◆ **任务内容**:
把下方材料逐字重新录入一遍，所有行都要照录，一行不漏。

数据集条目
###

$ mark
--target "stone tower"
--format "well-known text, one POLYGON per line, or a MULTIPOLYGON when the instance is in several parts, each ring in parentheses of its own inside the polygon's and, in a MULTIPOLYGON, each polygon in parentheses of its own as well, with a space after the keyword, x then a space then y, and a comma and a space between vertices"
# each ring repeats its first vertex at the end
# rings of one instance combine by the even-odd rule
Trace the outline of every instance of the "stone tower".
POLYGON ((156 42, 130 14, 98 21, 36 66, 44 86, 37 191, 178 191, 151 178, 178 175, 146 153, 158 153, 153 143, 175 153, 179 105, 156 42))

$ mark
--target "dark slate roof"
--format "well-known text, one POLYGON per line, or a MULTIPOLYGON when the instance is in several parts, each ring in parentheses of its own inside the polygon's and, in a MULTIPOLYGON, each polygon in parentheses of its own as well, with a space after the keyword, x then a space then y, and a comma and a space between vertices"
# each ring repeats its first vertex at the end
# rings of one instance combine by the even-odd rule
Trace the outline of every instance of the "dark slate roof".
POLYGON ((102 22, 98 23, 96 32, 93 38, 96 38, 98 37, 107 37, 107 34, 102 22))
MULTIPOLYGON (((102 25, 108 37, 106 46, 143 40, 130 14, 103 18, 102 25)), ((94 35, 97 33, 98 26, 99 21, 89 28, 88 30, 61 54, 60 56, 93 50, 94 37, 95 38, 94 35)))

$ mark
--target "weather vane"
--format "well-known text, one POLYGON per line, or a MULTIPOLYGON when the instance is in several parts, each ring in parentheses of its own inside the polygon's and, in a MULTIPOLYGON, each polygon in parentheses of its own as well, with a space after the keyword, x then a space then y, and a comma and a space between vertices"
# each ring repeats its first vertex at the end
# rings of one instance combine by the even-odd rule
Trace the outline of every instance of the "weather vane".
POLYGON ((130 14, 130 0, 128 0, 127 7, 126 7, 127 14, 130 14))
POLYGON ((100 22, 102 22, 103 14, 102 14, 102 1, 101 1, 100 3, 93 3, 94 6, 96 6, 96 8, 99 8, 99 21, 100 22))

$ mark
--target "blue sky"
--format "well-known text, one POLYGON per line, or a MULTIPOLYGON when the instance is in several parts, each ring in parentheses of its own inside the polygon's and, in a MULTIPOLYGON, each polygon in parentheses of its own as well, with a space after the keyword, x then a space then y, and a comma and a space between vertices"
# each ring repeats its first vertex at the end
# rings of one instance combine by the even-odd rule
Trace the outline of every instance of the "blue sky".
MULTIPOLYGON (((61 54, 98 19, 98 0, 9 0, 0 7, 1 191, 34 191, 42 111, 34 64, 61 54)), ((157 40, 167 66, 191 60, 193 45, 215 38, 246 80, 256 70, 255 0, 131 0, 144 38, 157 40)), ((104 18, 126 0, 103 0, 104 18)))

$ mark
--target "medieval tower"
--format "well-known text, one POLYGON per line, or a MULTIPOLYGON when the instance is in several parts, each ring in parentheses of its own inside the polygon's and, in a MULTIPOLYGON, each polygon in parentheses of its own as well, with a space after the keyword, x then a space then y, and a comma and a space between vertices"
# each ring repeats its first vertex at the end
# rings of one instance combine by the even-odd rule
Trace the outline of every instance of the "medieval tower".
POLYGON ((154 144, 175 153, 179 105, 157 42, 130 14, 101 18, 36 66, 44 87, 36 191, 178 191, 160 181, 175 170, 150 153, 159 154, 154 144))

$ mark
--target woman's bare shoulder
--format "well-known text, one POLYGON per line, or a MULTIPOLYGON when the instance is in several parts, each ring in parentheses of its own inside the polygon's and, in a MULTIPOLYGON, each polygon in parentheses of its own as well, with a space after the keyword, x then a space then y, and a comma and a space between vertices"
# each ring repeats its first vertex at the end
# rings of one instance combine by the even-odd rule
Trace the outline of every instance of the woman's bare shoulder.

###

◆ **完整输出**:
$ mark
--target "stone tower"
--format "well-known text, one POLYGON per line, or a MULTIPOLYGON when the instance is in several parts, each ring in parentheses of its own inside the polygon's and, in a MULTIPOLYGON, each polygon in parentheses of its own as well, with a space after the keyword, x then a space then y, and a comma and a space between vertices"
# each ring repeats its first vertex at the end
# rings of one instance combine by the even-odd rule
Trace the outline of every instance of the "stone tower".
POLYGON ((156 42, 130 14, 98 21, 36 66, 44 86, 37 191, 178 191, 151 178, 178 175, 146 153, 158 153, 153 143, 175 153, 179 105, 156 42))

$ mark
--target "dark slate roof"
--format "well-known text, one POLYGON per line, or a MULTIPOLYGON when the instance is in several parts, each ring in parentheses of its own inside the polygon's and, in a MULTIPOLYGON, each polygon in parentheses of its own as well, with a space after the keyword, x then a space then y, and a comma and a space between vertices"
# each ring repeats its first vertex at the end
# rings of one instance combine by the even-odd rule
Trace the outline of every instance of the "dark slate roof".
POLYGON ((102 22, 98 23, 96 32, 93 38, 96 38, 98 37, 107 37, 107 34, 102 22))
MULTIPOLYGON (((102 25, 108 37, 106 46, 143 40, 130 14, 103 18, 102 25)), ((94 35, 97 33, 98 26, 99 21, 89 28, 88 30, 61 54, 60 56, 93 50, 94 37, 95 38, 94 35)))

$ mark
--target "weather vane"
--format "well-known text, one POLYGON per line, or a MULTIPOLYGON when the instance is in several parts, each ring in parentheses of its own inside the polygon's and, in a MULTIPOLYGON, each polygon in parentheses of its own as well, with a space after the keyword, x then a space then y, and a comma and a space between vertices"
# each ring repeats its first vertex at the end
# rings of one instance combine by the even-odd rule
Trace the outline of every instance of the "weather vane".
POLYGON ((130 14, 130 0, 128 0, 127 7, 126 7, 127 14, 130 14))
POLYGON ((100 22, 102 22, 103 14, 102 14, 102 1, 101 1, 100 3, 93 3, 94 6, 96 6, 96 8, 99 8, 99 21, 100 22))

$ mark
--target "blue sky"
--format "well-known text, one POLYGON per line, or a MULTIPOLYGON when the instance is in several parts, each ring in parentheses of its own inside the polygon's and, in a MULTIPOLYGON, each polygon in parentheses of its own as well, with a space after the keyword, x then a space then y, and a comma and a space between vertices"
# each ring repeats its first vertex at the end
# rings of one instance combine by the even-odd rule
Trace the outline of every instance of the "blue sky".
MULTIPOLYGON (((61 54, 98 19, 98 0, 9 0, 0 7, 1 191, 34 191, 42 111, 34 64, 61 54)), ((157 40, 167 66, 191 60, 193 45, 215 38, 246 80, 256 70, 255 0, 131 0, 144 38, 157 40)), ((104 18, 126 0, 103 0, 104 18)))

$ mark
--target "medieval tower"
--format "well-known text, one POLYGON per line, or a MULTIPOLYGON when the instance is in several parts, each ring in parentheses of its own inside the polygon's and, in a MULTIPOLYGON, each polygon in parentheses of its own as well, with a space after the keyword, x then a space then y, and a comma and a space between vertices"
# each ring repeats its first vertex at the end
# rings of one instance combine by the even-odd rule
Trace the outline of every instance of the "medieval tower".
POLYGON ((154 144, 175 153, 179 105, 157 42, 130 14, 101 18, 36 66, 44 87, 36 191, 178 191, 160 181, 175 170, 150 153, 159 154, 154 144))

$ mark
--target woman's bare shoulder
--format "well-known text, one POLYGON per line, or a MULTIPOLYGON when the instance is in several parts, each ring in parentheses of its own inside the polygon's and, in a MULTIPOLYGON, each polygon in parentheses of its own as well, with a space after the keyword, x then a space then y, and a comma and a space between vertices"
# each ring repeats its first vertex at the end
# rings of one instance combine by the even-odd rule
Trace the outline of every instance of the woman's bare shoulder.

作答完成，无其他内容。